The much talked about 'Padman' has released and social media was full of celebs posing with sanitary pads, thanks to the padman challenge, wonder how many actually were supporting the cause!
Anyways, this subject is a bold one, atleast for the Indian society, which treats it like a taboo. Indians hardly talk about menstruation openly but over the years, we have seen a change in society. A lot needs to be done but we need to ask ourselves first..do we truly know much about a menstrual cycle ? How many men know the facts about it? Are women of your area getting enough knowledge and facilities during their periods? Has the government helped us enough?
These are a few questions that come to our mind when we think of making it a movement. Leaving aside the entire country, let's just, for now, talk about Punjab. Punjab is a relatively developed state of India but not many of us are aware of these facts about our menstruation in our very own state!
1) Akali-BJP government did take some steps in this direction under a project called ‘Swastha Kanya Yojana’, which was supposed to cover every girl from Class 6 to 12, but the proposed budgetary allocation of Rs 24 crore for sanitary napkins was never passed.
2) Project ‘Amodini (happy girl child) Menstrual Health and Hygiene Programme’ on May 28, 2016 had a survey of 15 schools in Ludhiana in which they found that only 20% of the girls know about menstrual cycle, which was a shocking revelation.

Work instruction A: Quote every sentence in the passage on menstruation in Punjab that ends with a question mark.
Work instruction B: Extend the passage on menstruation in Punjab from its last point by writing the next part.
The lines that come next were taken from a separate source.

Provided records:
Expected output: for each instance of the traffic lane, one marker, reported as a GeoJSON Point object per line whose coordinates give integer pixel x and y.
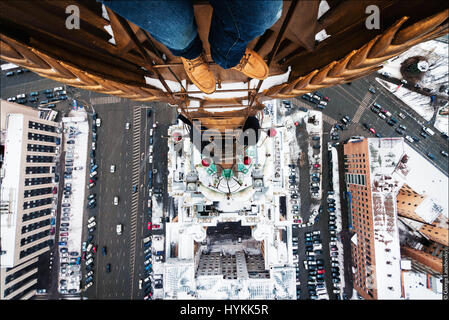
{"type": "Point", "coordinates": [424, 146]}
{"type": "Point", "coordinates": [105, 284]}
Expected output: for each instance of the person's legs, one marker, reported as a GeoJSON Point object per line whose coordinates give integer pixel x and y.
{"type": "Point", "coordinates": [235, 23]}
{"type": "Point", "coordinates": [171, 23]}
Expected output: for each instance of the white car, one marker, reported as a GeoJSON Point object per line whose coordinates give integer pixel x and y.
{"type": "Point", "coordinates": [93, 224]}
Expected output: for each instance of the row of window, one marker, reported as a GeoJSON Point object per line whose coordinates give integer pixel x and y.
{"type": "Point", "coordinates": [35, 248]}
{"type": "Point", "coordinates": [21, 272]}
{"type": "Point", "coordinates": [41, 126]}
{"type": "Point", "coordinates": [358, 179]}
{"type": "Point", "coordinates": [20, 284]}
{"type": "Point", "coordinates": [37, 181]}
{"type": "Point", "coordinates": [40, 148]}
{"type": "Point", "coordinates": [36, 214]}
{"type": "Point", "coordinates": [34, 237]}
{"type": "Point", "coordinates": [36, 192]}
{"type": "Point", "coordinates": [34, 226]}
{"type": "Point", "coordinates": [41, 137]}
{"type": "Point", "coordinates": [45, 159]}
{"type": "Point", "coordinates": [37, 203]}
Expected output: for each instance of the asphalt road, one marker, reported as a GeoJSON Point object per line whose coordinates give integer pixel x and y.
{"type": "Point", "coordinates": [128, 150]}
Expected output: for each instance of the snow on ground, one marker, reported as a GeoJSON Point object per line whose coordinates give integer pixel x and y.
{"type": "Point", "coordinates": [425, 179]}
{"type": "Point", "coordinates": [415, 287]}
{"type": "Point", "coordinates": [78, 182]}
{"type": "Point", "coordinates": [384, 155]}
{"type": "Point", "coordinates": [338, 223]}
{"type": "Point", "coordinates": [416, 101]}
{"type": "Point", "coordinates": [442, 122]}
{"type": "Point", "coordinates": [436, 53]}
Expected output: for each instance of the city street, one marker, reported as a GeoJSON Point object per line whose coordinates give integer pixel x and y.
{"type": "Point", "coordinates": [128, 150]}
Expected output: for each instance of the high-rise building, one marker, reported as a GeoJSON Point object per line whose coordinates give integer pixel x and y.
{"type": "Point", "coordinates": [373, 215]}
{"type": "Point", "coordinates": [29, 152]}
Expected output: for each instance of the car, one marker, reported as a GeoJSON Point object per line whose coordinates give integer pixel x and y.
{"type": "Point", "coordinates": [399, 130]}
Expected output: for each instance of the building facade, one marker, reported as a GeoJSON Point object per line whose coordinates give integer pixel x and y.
{"type": "Point", "coordinates": [372, 209]}
{"type": "Point", "coordinates": [28, 169]}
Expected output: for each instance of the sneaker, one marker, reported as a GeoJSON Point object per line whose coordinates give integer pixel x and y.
{"type": "Point", "coordinates": [252, 65]}
{"type": "Point", "coordinates": [198, 71]}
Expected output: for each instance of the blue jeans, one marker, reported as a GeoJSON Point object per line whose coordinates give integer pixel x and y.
{"type": "Point", "coordinates": [234, 24]}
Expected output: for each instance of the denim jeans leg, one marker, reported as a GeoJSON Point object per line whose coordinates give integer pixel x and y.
{"type": "Point", "coordinates": [237, 22]}
{"type": "Point", "coordinates": [171, 23]}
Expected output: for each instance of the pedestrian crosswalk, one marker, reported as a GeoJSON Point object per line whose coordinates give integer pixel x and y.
{"type": "Point", "coordinates": [135, 176]}
{"type": "Point", "coordinates": [362, 107]}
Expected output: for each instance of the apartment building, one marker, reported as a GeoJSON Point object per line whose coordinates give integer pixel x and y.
{"type": "Point", "coordinates": [29, 151]}
{"type": "Point", "coordinates": [373, 218]}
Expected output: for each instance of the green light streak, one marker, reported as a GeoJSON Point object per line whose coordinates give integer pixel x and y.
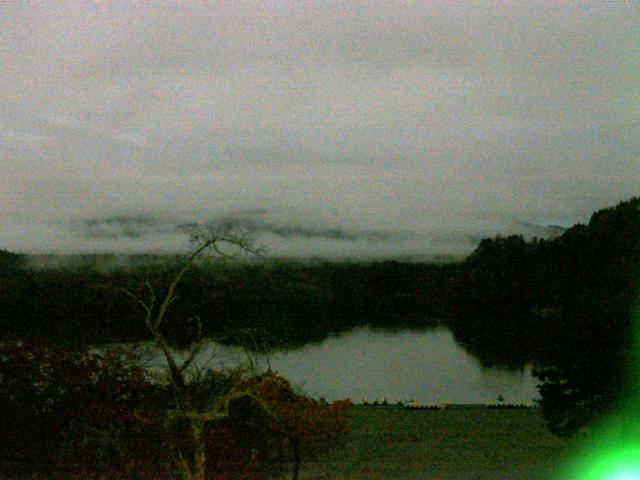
{"type": "Point", "coordinates": [613, 452]}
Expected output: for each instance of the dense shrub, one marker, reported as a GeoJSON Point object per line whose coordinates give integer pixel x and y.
{"type": "Point", "coordinates": [80, 415]}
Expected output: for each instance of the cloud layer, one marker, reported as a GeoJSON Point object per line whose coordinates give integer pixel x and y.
{"type": "Point", "coordinates": [404, 130]}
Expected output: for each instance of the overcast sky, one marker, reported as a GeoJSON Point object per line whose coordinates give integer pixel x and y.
{"type": "Point", "coordinates": [332, 128]}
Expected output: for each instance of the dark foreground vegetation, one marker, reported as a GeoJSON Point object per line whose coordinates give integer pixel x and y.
{"type": "Point", "coordinates": [78, 415]}
{"type": "Point", "coordinates": [565, 304]}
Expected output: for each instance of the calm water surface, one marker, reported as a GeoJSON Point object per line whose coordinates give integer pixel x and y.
{"type": "Point", "coordinates": [427, 366]}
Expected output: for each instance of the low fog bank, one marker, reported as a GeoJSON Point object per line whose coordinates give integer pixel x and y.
{"type": "Point", "coordinates": [123, 235]}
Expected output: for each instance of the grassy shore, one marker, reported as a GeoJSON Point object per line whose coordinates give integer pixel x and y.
{"type": "Point", "coordinates": [456, 443]}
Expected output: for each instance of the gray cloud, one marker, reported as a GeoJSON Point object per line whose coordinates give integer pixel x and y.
{"type": "Point", "coordinates": [359, 128]}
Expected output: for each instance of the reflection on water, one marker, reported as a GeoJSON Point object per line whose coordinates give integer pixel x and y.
{"type": "Point", "coordinates": [427, 366]}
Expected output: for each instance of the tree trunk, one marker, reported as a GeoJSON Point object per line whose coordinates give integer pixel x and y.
{"type": "Point", "coordinates": [296, 459]}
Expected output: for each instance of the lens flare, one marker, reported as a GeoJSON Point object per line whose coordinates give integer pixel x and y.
{"type": "Point", "coordinates": [613, 453]}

Expected output A:
- "..do we truly know much about a menstrual cycle ?"
- "How many men know the facts about it?"
- "Are women of your area getting enough knowledge and facilities during their periods?"
- "Has the government helped us enough?"

Expected output B:
3) To replace sanity pads with the age old use of a folded cloth as pad, project Amodini took and initiative to install pad-dispensing machines and incinerators in 14 government schools.
4) In a project, low-cost sanitary manufacturing units were set up at Faridkot, Ajnala and Amritsar. They also made adult diapers for the elderly with medical problems.
5) Under the same it was decided that girls would be provided three napkins a month without any cost. This was basically to increase the level of hygiene and reduce absenteeism from schools.
6) Girls were above 18 years of age were given training for making these napkins; and 20 girls made around 3000 napkins.
7) In Ludhiana, the district administration had installed sanitary napkin-vending machines in 28 schools two years ago with an aim to provide basic sanitation facilities to girl students.
8) Six government schools in the district are unable to avail the benefits of these machines as these have been lying defunct for several months.
9) Adolescent Reproductive and Sexual Health (ARSH) programme, which was launched 10 years ago, under National Rural Health Mission, the only central government scheme on menstrual health, has failed to take off in Punjab.
10) SEWA group of Renana Jhabvala and MP Ambika Soni have been approached by the DC Mohali, to get some funding for a menstrual hygiene project under which they will provide affordable and biodegradable pads.
We hope that schools teach menstrual health knowledge to every student. Private companies and government under their social responsibility should help in providing low cost sanitary napkins so that women and girls have a healthy period cycle.